◆ Task statement: Please reproduce the lines below word for word, leaving out the pictures.

— Begin Material to process —

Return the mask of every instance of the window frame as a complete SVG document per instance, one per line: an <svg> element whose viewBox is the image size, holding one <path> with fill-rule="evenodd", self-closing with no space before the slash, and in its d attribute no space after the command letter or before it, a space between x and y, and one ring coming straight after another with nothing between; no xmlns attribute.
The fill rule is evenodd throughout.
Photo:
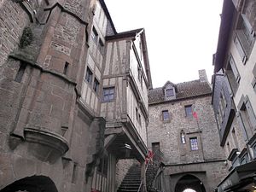
<svg viewBox="0 0 256 192"><path fill-rule="evenodd" d="M193 142L193 141L195 141L195 143ZM190 145L190 150L191 151L198 151L199 150L199 143L198 143L197 137L194 137L189 138L189 145Z"/></svg>
<svg viewBox="0 0 256 192"><path fill-rule="evenodd" d="M191 113L188 113L188 111L187 111L188 108L190 108L190 109L191 109ZM185 106L184 106L184 109L185 109L185 116L186 116L187 118L191 118L191 117L193 117L193 108L192 108L192 104L190 104L190 105L185 105Z"/></svg>
<svg viewBox="0 0 256 192"><path fill-rule="evenodd" d="M162 110L162 120L163 121L167 121L167 120L170 120L170 119L171 119L171 117L170 117L169 111L168 110Z"/></svg>
<svg viewBox="0 0 256 192"><path fill-rule="evenodd" d="M107 93L106 93L107 91ZM111 91L111 92L110 92ZM102 102L110 102L114 101L114 96L115 96L115 87L104 87L102 90ZM109 96L113 96L111 98L109 98ZM108 97L108 99L107 99Z"/></svg>
<svg viewBox="0 0 256 192"><path fill-rule="evenodd" d="M166 90L166 97L174 96L175 96L174 88L173 87L172 88L167 88Z"/></svg>
<svg viewBox="0 0 256 192"><path fill-rule="evenodd" d="M94 42L96 44L97 44L99 34L94 26L92 26L90 38L91 38L92 42Z"/></svg>
<svg viewBox="0 0 256 192"><path fill-rule="evenodd" d="M90 68L87 66L84 79L89 84L91 84L92 83L92 76L93 73L90 70Z"/></svg>
<svg viewBox="0 0 256 192"><path fill-rule="evenodd" d="M99 91L99 87L100 87L100 82L98 81L98 79L96 78L94 78L94 81L93 81L93 90L96 92L96 93L98 93Z"/></svg>

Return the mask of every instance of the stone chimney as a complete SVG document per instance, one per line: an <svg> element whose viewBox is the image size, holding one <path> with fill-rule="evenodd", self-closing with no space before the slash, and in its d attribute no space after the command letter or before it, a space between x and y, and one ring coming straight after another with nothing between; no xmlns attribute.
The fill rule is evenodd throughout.
<svg viewBox="0 0 256 192"><path fill-rule="evenodd" d="M208 82L207 72L205 69L198 70L199 79L201 82Z"/></svg>

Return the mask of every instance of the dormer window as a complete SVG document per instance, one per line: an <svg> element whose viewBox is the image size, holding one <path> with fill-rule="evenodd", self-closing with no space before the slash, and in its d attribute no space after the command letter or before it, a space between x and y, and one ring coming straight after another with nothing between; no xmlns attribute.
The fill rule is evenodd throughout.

— End Material to process —

◆ Solution:
Return the mask of every instance of the window frame as a complete SVG document per instance, one per line: an <svg> element whose viewBox is the image size, holding one <path> with fill-rule="evenodd", self-closing with no space before the slash, and in its d attribute no space after the command letter or before it, a space between x and y, and one ring coming straight after another with nothing between; no xmlns attribute.
The fill rule is evenodd throughout.
Photo:
<svg viewBox="0 0 256 192"><path fill-rule="evenodd" d="M193 142L193 141L195 141L195 143ZM190 145L190 150L191 151L198 151L199 150L199 143L198 143L197 137L194 137L189 138L189 145Z"/></svg>
<svg viewBox="0 0 256 192"><path fill-rule="evenodd" d="M191 113L188 113L188 111L187 111L188 108L190 108L190 109L191 109ZM185 106L184 106L184 109L185 109L185 116L186 116L187 118L191 118L191 117L193 117L193 108L192 108L192 104L190 104L190 105L185 105Z"/></svg>
<svg viewBox="0 0 256 192"><path fill-rule="evenodd" d="M162 110L162 120L163 121L167 121L167 120L170 120L170 119L171 119L171 117L170 117L169 111L168 110Z"/></svg>
<svg viewBox="0 0 256 192"><path fill-rule="evenodd" d="M107 93L106 93L107 91ZM111 91L111 92L110 92ZM102 102L110 102L114 101L114 96L115 96L115 87L104 87L102 90ZM109 96L113 96L111 98L109 98ZM108 97L108 99L107 99Z"/></svg>
<svg viewBox="0 0 256 192"><path fill-rule="evenodd" d="M166 90L166 97L174 96L175 96L174 88L173 87L172 88L167 88Z"/></svg>
<svg viewBox="0 0 256 192"><path fill-rule="evenodd" d="M94 42L96 44L97 44L99 34L94 26L92 26L90 38L91 38L92 42Z"/></svg>
<svg viewBox="0 0 256 192"><path fill-rule="evenodd" d="M90 68L87 66L84 79L89 84L91 84L92 83L92 76L93 73L90 70Z"/></svg>
<svg viewBox="0 0 256 192"><path fill-rule="evenodd" d="M99 91L99 87L100 87L100 82L98 81L98 79L96 78L94 78L94 81L93 81L93 90L96 92L96 93L98 93Z"/></svg>

Return the mask of every instance of the stone chimney as a complete SVG document per instance, one per line: an <svg> element whose viewBox is the image size, holding one <path> with fill-rule="evenodd", self-closing with no space before the slash, and in its d attribute no space after the command letter or before it, a space between x and y, and one ring coming straight after another with nothing between; no xmlns attribute.
The fill rule is evenodd throughout.
<svg viewBox="0 0 256 192"><path fill-rule="evenodd" d="M208 82L207 72L205 69L198 70L199 79L201 82Z"/></svg>

Return the mask of every instance of the dormer window as a complete SVG document per instance, one per line: an <svg> element whose viewBox is the image size, holding one <path> with fill-rule="evenodd", self-closing with no space before the slash, and in its d attribute no space after the command letter or before it, a space between x and y, and one ring coming straight after another with nothing between; no xmlns attribute.
The fill rule is evenodd throughout.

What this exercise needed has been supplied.